*PROBLEM DESCRIPTION*: Extend the piece remembering studio drummer Stewie Speer, picking up right after its final sentence.

*TEXT EXCERPT*:
↓↓↓

Secrets & Stories From Australia's Best Studio Drummers

Remembering Stewie Speer, Studio Drumming Pioneer

Recent posts on Facebook reminiscing about Stewart Speer have inspired this blog about him. As you can read in Stick Figures (which can be purchased at, Stewie was – like many drummers of the 1950’s – freelancing in the Australian jazz scene, and doing some recording with local leaders such as Brian Brown, Bob Barnard and John Sangster.

Drummer Graham Morgan recalls – “His strengths went beyond practice, the type of drums he used or whatever. His time feel – or as they say now, groove – was impossibly good. You could give him a cymbal and let him drop a pencil on it and you knew it was going to make people feel good. I remember thinking that Mel Lewis and Stewie had a lot in common when I saw Mel play for the first time.”

After moving to Sydney, Stewie played lots of gigs with local jazz leaders such as Don Burrows and Roger Frampton. Then he was introduced to R n B /soul singer Max Merritt, and soon became a member of his band, The Meteors. They had a reputation as a hard-rocking outfit. Stewie had to adapt to the new medium. When asked if he had any problems adapting to playing loud R n B with Max Merritt, Stewie replied –

“Not a whole lot because Bob Bertles was in the band, so we used to play a lot of Junior Walker things. Sam and Dave were groovy things anyway. Bass drum was the main problem cause we didn’t have amplification in those days. You could break your foot! Up ’til then I’d spent the time trying not to be a ‘thunderfoot’ and ‘wham’!”

Another recollection comes from Trombonist, Russell Smith –

“Stewie was obviously a progressive player, because he played be-bop back in
the 1950s with Brian Brown. When he switched, it was into soul music or black R’n’B. He had that ‘swing’, and that’s what made it work. It was definitely in that ride cymbal and also in his bass drum. He certainly had a huge great bass drum sound but it wasn’t like he was pummelling on it. I think, for a while after the car accident, he couldn’t use his legs properly. He used to plonk a leg here and here and just play a closed hi-hat. He was still generating that swing, so it must have been on the cymbal. 

Now some observations about the great man, courtesy of Facebook contributors (180 of them commented on this particular post, all positive) –

Bruce PackerI had the privilege of working with Max Merritt and his bands over many years, and Stewart’s was a friendship I treasure. He was a true gentleman in every sense of that word, and a loyal friend to all who knew him. A unique talent and human being. His like will not come again in our life-time. Bob Birtles [Max Merritt’s sax player] summed it up superbly. May Stewie’s memory burn brightly in the years to come. VALE the legend.

↑↑↑

*DATA ROWS*:

↓↓↓

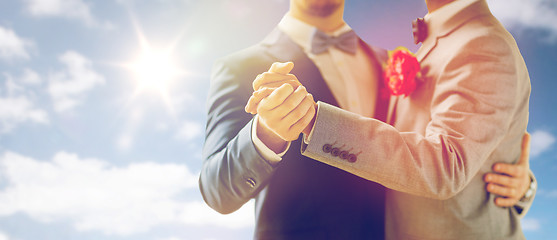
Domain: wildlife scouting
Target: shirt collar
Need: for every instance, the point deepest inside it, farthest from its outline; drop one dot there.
(301, 32)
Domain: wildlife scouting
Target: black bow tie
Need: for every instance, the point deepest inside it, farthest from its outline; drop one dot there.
(419, 30)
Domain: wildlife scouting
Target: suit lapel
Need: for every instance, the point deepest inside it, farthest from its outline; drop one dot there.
(380, 56)
(437, 31)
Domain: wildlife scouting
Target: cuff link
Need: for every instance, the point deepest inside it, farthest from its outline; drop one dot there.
(251, 182)
(337, 152)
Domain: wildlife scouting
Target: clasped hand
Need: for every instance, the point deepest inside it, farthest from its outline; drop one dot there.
(283, 106)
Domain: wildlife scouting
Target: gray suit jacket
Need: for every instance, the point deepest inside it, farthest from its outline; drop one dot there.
(470, 111)
(299, 198)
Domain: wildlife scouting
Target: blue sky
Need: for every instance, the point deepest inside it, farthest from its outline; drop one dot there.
(90, 150)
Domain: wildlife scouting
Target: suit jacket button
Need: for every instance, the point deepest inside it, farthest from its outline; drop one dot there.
(352, 158)
(327, 148)
(335, 152)
(343, 155)
(251, 182)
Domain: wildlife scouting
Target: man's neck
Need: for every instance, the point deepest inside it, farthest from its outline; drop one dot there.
(325, 24)
(433, 5)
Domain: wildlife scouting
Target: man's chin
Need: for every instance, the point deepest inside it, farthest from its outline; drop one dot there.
(320, 9)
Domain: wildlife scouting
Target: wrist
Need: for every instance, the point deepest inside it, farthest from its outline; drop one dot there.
(530, 191)
(309, 127)
(270, 138)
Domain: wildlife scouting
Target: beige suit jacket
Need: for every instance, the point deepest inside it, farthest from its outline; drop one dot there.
(470, 111)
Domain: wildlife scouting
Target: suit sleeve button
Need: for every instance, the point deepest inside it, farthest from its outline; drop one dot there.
(352, 158)
(327, 148)
(343, 155)
(335, 152)
(251, 182)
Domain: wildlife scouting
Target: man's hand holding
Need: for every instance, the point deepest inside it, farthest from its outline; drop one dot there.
(510, 181)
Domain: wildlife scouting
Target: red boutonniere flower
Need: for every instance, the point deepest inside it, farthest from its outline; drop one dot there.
(401, 71)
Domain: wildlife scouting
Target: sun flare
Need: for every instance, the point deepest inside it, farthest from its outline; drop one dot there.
(154, 70)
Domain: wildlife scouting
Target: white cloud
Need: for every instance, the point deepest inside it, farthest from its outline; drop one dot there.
(72, 9)
(541, 141)
(530, 224)
(17, 106)
(30, 77)
(189, 131)
(534, 14)
(3, 236)
(13, 46)
(93, 195)
(68, 86)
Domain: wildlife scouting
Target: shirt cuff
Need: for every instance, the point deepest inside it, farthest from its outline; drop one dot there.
(307, 138)
(267, 154)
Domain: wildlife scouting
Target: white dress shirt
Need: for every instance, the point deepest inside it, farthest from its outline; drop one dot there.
(351, 78)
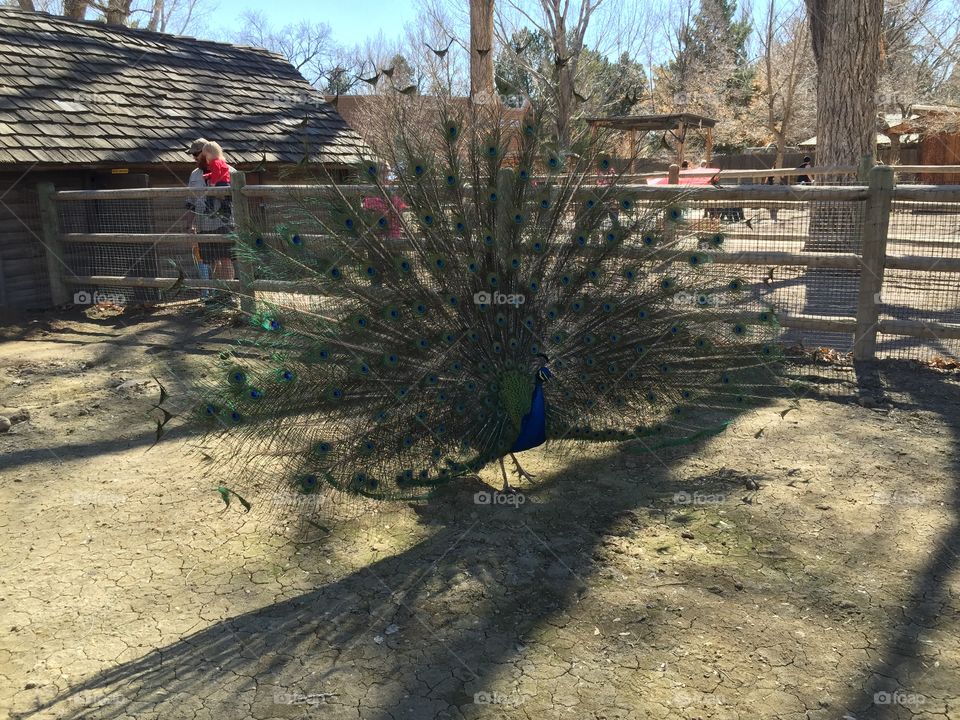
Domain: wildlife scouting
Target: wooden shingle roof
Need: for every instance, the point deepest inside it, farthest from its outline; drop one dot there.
(83, 92)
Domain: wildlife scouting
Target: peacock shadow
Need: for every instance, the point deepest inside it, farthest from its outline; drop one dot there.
(464, 602)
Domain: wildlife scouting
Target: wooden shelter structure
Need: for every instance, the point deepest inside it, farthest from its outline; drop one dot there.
(676, 124)
(85, 105)
(938, 130)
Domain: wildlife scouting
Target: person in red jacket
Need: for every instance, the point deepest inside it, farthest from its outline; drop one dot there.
(218, 173)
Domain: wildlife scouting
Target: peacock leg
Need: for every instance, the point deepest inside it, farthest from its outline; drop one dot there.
(506, 485)
(519, 470)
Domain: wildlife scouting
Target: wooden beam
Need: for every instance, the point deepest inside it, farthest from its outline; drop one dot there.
(146, 238)
(873, 245)
(137, 193)
(57, 267)
(682, 142)
(142, 282)
(241, 218)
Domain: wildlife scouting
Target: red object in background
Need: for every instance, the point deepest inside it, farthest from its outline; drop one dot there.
(688, 177)
(378, 204)
(217, 172)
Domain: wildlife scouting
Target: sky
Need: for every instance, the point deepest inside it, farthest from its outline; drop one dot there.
(351, 21)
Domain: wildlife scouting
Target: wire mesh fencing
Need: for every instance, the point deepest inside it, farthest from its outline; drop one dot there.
(797, 248)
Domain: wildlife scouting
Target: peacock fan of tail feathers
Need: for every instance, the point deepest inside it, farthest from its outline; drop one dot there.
(477, 292)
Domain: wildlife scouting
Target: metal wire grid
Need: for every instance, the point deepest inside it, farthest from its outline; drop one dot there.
(929, 230)
(158, 216)
(747, 226)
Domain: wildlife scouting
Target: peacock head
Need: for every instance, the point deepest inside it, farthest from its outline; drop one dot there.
(543, 373)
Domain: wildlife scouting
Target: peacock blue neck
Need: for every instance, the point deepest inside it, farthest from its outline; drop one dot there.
(533, 427)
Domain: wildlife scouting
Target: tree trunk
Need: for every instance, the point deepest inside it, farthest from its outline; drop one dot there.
(75, 9)
(845, 35)
(117, 12)
(846, 44)
(481, 52)
(156, 15)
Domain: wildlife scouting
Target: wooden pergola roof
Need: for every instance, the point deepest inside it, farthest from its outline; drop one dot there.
(646, 123)
(676, 124)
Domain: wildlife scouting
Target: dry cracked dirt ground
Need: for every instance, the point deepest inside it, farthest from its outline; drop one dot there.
(802, 566)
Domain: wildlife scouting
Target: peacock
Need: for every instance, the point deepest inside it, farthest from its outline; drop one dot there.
(474, 291)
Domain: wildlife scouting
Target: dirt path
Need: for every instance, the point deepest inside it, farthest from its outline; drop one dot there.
(625, 586)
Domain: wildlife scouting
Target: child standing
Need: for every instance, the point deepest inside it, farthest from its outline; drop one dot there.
(218, 174)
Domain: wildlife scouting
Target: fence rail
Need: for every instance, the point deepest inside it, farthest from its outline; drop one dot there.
(896, 276)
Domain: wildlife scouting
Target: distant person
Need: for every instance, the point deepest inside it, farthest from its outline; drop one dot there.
(218, 172)
(804, 179)
(208, 216)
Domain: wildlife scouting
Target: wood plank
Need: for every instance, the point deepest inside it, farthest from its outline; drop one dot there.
(147, 238)
(142, 282)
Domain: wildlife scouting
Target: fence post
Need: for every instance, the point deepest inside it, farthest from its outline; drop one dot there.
(50, 228)
(873, 248)
(241, 219)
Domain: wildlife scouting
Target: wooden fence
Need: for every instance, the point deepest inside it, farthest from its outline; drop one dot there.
(870, 263)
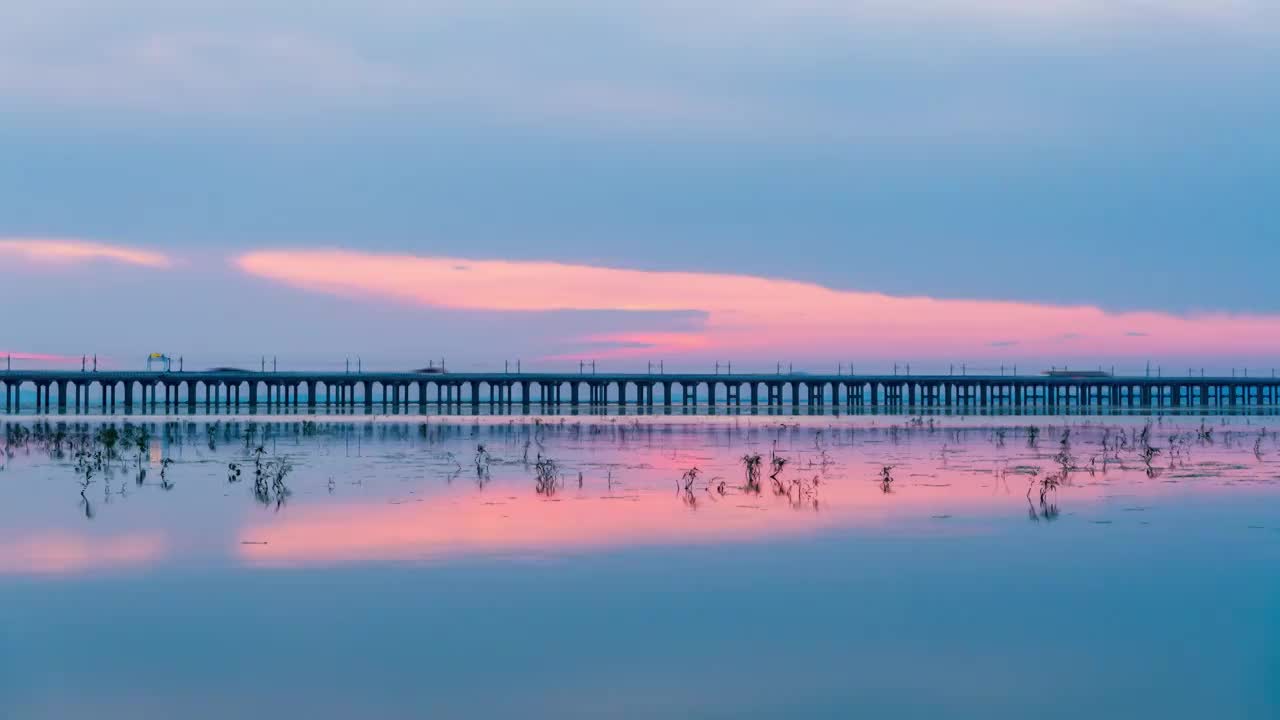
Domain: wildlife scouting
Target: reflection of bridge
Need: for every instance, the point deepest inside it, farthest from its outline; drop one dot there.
(228, 391)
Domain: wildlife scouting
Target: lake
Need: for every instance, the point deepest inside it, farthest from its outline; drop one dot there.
(640, 566)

↑↑↑

*IN RESPONSE*:
Ron Brown “Stewie spent a lot of time with us in the UK ( Cleves/Bitch) we all lived in the the country side in Sussex my sister Gaye ( Cleves/ Bitch) was very fond of Stewie and he was a real father figure to her, he took her to Ronnie Scott’s on several occasions to see Nina Simone, Ella Fitzgerald, and one of his favorite drummers Art Blakley, Gaye’s husband Bill Harman who was in the industry arranged for Stewie to meet him back stage , blew his mind, not to mention his cooking, RIP Stewie”

John James “I know that Max Merritt held Stewie in high esteem given the number of times he would start a song off with “Here’s one for Stewie”

Dave Tice “Soon after arriving in Sydney Pete Wells and I lived for a while in the Plaza hotel in Kings Cross and Max and the Meteors often stayed there; the effects of a recent road accident were still evident on almost all of them but Stewie more than the others, nevertheless he was still playing drums and gigging with the band. His back gave him continual pain and limited his movements so he spent a lot of time just in his room, I had the great pleasure of sharing a bottle of whisky with him one afternoon and paid for it for the next 24 hours. For a 20 year old bloke just down from Brisbane it was quite an eye opener and a humbling experience, I was in awe of the Meteors.”

Raymond Smart “Up there with Charlie Watts without a doubt.”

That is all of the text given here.